▶ _Given request 1_: In the combination sum text, how many valid combinations does the problem guarantee at most?

Not removing the last element: The current.remove(current.size() - 1) call after the recursive call is what makes backtracking work. Skip it and the combination list keeps growing without ever exploring alternatives.
Incorrect base case ordering: Check target == 0 before target < 0. If you check the negative case first, a combination that hits exactly zero might get pruned when the loop tries the next candidate but the base case hasn't been recorded yet. In practice both orderings work for this specific problem, but the "zero first" pattern is clearer and less error-prone.

Interview Tips

When you get this problem in an interview:

Clarify the constraints first: "Can candidates contain duplicates? Can candidates be negative? Is the order of combinations significant?" These questions show careful thinking and often reveal whether the interviewer is asking Combination Sum I or II.
Start with a small example: Draw the recursion tree for [2, 3] with target 5 on the whiteboard. Trace through 3-4 branches showing how the start index prevents duplicates.
Name the pattern: Say "This is a backtracking problem" early. It frames the conversation and shows you recognize the problem category.
Explain why you copy: When you add new ArrayList<>(current) to the result, explain that you need a snapshot because the same list object is reused across recursive calls.
Discuss follow-ups: Combination Sum II (each element used at most once, duplicates in input), Combination Sum III (exactly k numbers from 1-9), and the subset/permutation family of problems all use the same backtracking template.

Key Takeaways

Backtracking builds combinations incrementally: add a candidate, recurse with the reduced target, then remove the candidate and try the next one. This add-recurse-remove loop is the template for all backtracking problems.
The start index is what turns permutation enumeration into combination enumeration. Passing i (not i + 1) allows reuse of the same element, which is the key difference from Combination Sum II.
Always copy the current combination when adding to results. Passing the live reference means every entry in the result list points to the same object.
Time complexity is O(2^target) in the worst case, but pruning keeps the actual exploration much smaller. The problem guarantees fewer than 150 valid combinations.
This backtracking pattern transfers directly to permutations, subsets, N-Queens, and Sudoku. Invest time in understanding it thoroughly - it pays dividends across dozens of interview questions.

Solutions in Other Languages

JavaScript

class Solution {
  combinationSum(candidates, target) {
    const result = [];

    const backtrack = (remaining, start, path) => {
      if (remaining === 0) {
        result.push([...path]);
        return;
      }
      if (remaining < 0) {
        return;
      }

      for (let i = start; i < candidates.length; i++) {
        path.push(candidates[i]);
        backtrack(remaining - candidates[i], i, path);
        path.pop();
      }
    };

    backtrack(target, 0, []);
    return result;
  }
}

TypeScript

class Solution {
  combinationSum(candidates: number[], target: number): number[][] {
    const result: number[][] = [];

    const backtrack = (remaining: number, start: number, path: number[]): void => {
      if (remaining === 0) {
        result.push([...path]);
        return;
      }
      if (remaining < 0) {
        return;
      }

      for (let i = start; i < candidates.length; i++) {
        path.push(candidates[i]);
        backtrack(remaining - candidates[i], i, path);
        path.pop();
      }
    };

    backtrack(target, 0, []);
    return result;
  }
}

C++

#include <vector>

class Solution {
public:
  std::vector<std::vector<int>> combinationSum(std::vector<int> &candidates, int target) {
    std::vector<std::vector<int>> result;
    std::vector<int> combination;
    backtrack(candidates, target, 0, combination, result);
    return result;
  }

private:
  void backtrack(const std::vector<int> &candidates, int target, int start,
                  std::vector<int> &combination, std::vector<std::vector<int>> &result) {
    if (target == 0) {
      result.push_back(combination);
      return;
    }

    for (int i = start; i < candidates.size(); ++i) {
      if (candidates[i] <= target) {
        combination.push_back(candidates[i]);
        backtrack(candidates, target - candidates[i], i, combination, result);
        combination.pop_back();
      }
    }
  }
};

The C++ version integrates the pruning directly into the loop condition with if (candidates[i] <= target), skipping candidates that would overshoot the target. This avoids an extra recursive call just to hit the target < 0 base case.

▶ _Dataset entries_:
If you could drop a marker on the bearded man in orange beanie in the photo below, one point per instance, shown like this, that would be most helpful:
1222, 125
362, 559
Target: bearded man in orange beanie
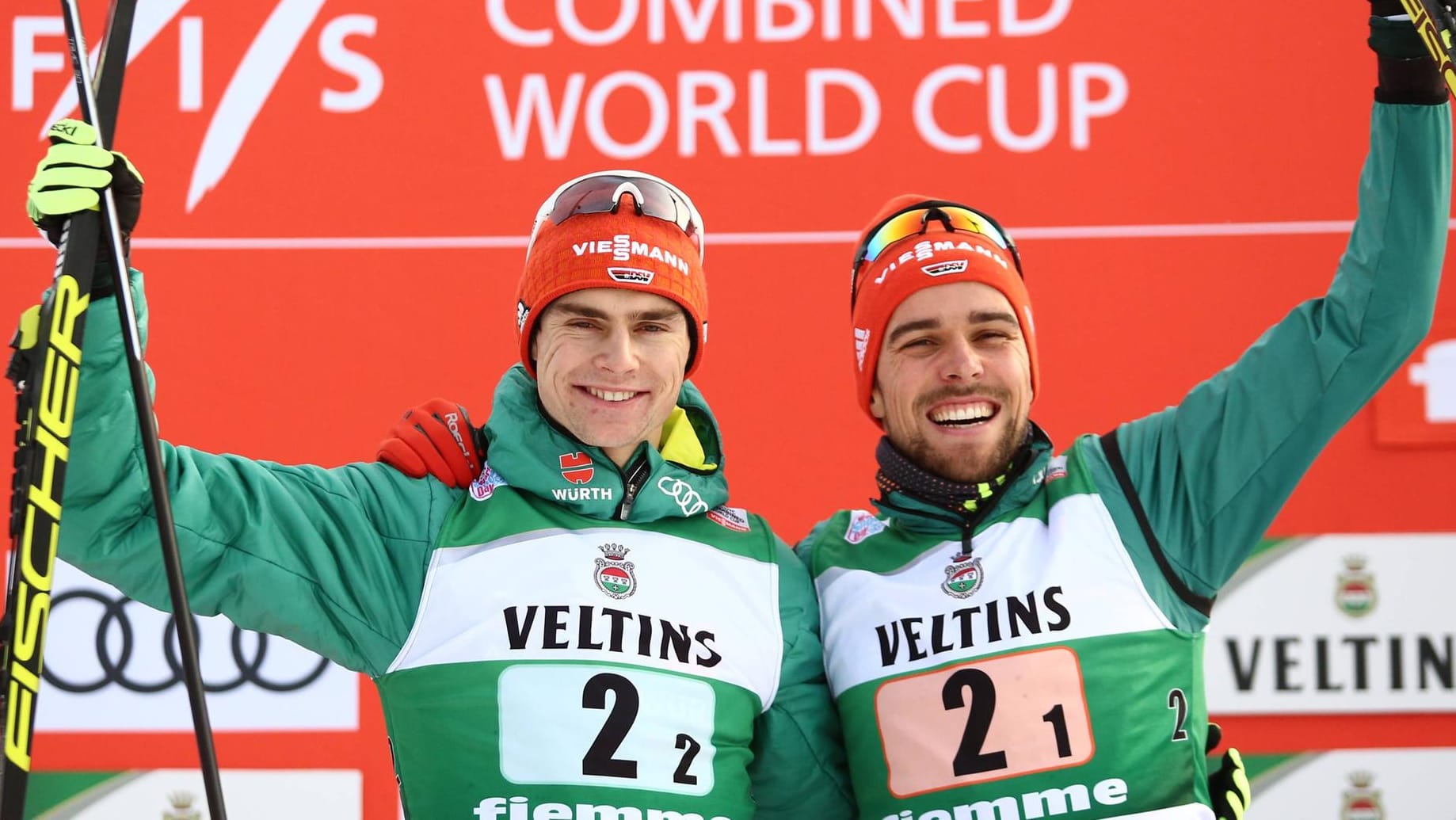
1016, 632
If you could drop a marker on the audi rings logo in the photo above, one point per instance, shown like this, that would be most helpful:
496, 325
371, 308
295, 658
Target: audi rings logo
116, 641
683, 493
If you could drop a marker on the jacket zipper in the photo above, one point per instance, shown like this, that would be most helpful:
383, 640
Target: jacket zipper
631, 486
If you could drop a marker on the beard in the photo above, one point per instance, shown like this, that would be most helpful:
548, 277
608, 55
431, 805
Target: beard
964, 463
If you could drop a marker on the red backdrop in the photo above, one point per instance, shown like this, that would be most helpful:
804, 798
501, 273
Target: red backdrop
391, 130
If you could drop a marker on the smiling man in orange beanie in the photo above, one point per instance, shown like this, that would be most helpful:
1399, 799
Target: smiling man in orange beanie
581, 627
1020, 632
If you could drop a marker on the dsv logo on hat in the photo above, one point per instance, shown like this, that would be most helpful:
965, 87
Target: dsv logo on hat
112, 665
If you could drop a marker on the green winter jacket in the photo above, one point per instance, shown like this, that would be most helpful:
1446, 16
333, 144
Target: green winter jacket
558, 639
1051, 660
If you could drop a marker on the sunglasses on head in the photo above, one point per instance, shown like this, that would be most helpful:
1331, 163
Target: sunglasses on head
602, 193
917, 220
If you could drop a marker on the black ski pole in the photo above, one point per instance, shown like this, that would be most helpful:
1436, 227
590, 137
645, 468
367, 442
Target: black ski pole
45, 369
44, 410
151, 441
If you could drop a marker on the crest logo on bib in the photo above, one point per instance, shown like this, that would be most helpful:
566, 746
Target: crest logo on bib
1355, 590
962, 577
613, 573
1362, 802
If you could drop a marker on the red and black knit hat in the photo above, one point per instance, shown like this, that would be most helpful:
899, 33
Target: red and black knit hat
619, 229
940, 254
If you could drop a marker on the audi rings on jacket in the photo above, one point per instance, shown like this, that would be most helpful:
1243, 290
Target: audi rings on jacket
114, 666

▶ _Given request 2_: Copy the records verbatim, beginning at the line that contains "If you could drop a marker on the dsv" and continuing through the last line of the records.

▶ _Full output 1_: Fewer than 150.

▶ _Full output 2_:
If you could drop a marker on the dsv logo on hat in the photo above, one point per instance, shown like this, that would be most helpful:
965, 87
Target: dsv logo on hat
112, 665
If you could drop a marker on the green winter jacket in the photo above, one point per instance, shown like this, that would be most helpful:
1446, 16
333, 144
Target: green winter jacket
558, 639
1051, 660
If you could drop a marker on the sunglasses on head in the photo above, one point per instance, shown like this, that would be most helpful:
1331, 163
Target: sunglasses on head
602, 193
917, 220
If you could drop a marker on the black ski pole in the photo above, one point per instance, shown like this, that would be most helpful:
1436, 227
590, 137
645, 468
367, 442
Target: black ski pole
45, 369
44, 410
151, 441
If you could drop a marker on the crest logo on bib in the photo above, one point per instance, shown like this, that would be most helpful:
566, 746
Target: crest logo on bib
1355, 590
962, 577
613, 573
1362, 802
If you could drop a marker on the red and black knit hat in the photo above, one point per instance, shown like this, that would be most helpful:
899, 33
Target: red and black knit hat
619, 229
940, 254
If you could drop a marker on the audi rings on jacket in the photo above, one point per instance, shown like this, that would be most helpful:
1243, 290
Target: audi rings on jacket
114, 666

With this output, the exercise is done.